**Work order**
Reproduce exactly the final portion of the data: every line from the one containing "Query: player's dark hair" through the last line, inclusive.

**Data listing**
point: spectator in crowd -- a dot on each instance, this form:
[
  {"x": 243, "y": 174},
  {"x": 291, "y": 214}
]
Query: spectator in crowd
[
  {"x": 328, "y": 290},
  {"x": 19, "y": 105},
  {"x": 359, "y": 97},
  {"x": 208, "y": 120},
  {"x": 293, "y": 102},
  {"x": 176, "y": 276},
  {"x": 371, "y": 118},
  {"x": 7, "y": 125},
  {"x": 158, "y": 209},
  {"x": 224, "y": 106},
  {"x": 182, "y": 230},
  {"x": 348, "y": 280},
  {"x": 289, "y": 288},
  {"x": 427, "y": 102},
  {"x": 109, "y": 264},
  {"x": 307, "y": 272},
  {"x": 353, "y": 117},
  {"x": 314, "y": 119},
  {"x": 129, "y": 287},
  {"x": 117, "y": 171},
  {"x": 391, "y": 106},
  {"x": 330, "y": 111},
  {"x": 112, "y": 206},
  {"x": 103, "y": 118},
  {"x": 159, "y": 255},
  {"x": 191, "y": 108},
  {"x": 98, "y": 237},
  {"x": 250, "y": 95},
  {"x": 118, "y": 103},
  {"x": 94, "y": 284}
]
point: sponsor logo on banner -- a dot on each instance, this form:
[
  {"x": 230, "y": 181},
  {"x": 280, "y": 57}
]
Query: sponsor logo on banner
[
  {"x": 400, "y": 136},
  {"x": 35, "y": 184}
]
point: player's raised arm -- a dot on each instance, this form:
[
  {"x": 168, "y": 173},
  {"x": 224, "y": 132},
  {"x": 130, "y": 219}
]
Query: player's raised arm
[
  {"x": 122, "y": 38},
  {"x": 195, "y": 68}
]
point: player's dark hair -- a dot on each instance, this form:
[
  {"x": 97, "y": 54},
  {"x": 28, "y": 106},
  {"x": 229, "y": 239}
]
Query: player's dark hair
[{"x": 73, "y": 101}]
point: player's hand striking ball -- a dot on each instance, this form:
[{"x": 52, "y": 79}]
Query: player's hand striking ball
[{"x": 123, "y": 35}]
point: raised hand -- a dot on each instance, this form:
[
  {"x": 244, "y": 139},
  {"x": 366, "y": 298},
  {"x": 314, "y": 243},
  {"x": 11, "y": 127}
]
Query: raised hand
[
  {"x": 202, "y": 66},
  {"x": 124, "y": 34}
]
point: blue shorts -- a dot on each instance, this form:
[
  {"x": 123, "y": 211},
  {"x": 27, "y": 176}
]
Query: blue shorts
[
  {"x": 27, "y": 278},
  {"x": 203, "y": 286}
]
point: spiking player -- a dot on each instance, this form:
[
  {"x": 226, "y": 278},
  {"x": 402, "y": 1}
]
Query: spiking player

**Solution for this task**
Query: player's dark hair
[{"x": 73, "y": 101}]
point: player's hand striking ball -- a dot on each instance, this form:
[{"x": 52, "y": 79}]
Query: player's hand striking ball
[{"x": 123, "y": 35}]
point: raised hand -- a dot on each instance, this form:
[
  {"x": 244, "y": 139},
  {"x": 366, "y": 298},
  {"x": 314, "y": 243},
  {"x": 11, "y": 127}
]
Query: raised hand
[
  {"x": 202, "y": 66},
  {"x": 124, "y": 34}
]
point: blue shorts -- a dot on each instance, this form:
[
  {"x": 123, "y": 211},
  {"x": 27, "y": 176}
]
Query: blue shorts
[
  {"x": 27, "y": 278},
  {"x": 203, "y": 286}
]
point: spiking player -- a dot on each instance, this form:
[
  {"x": 226, "y": 278},
  {"x": 402, "y": 1}
]
Query: spiking player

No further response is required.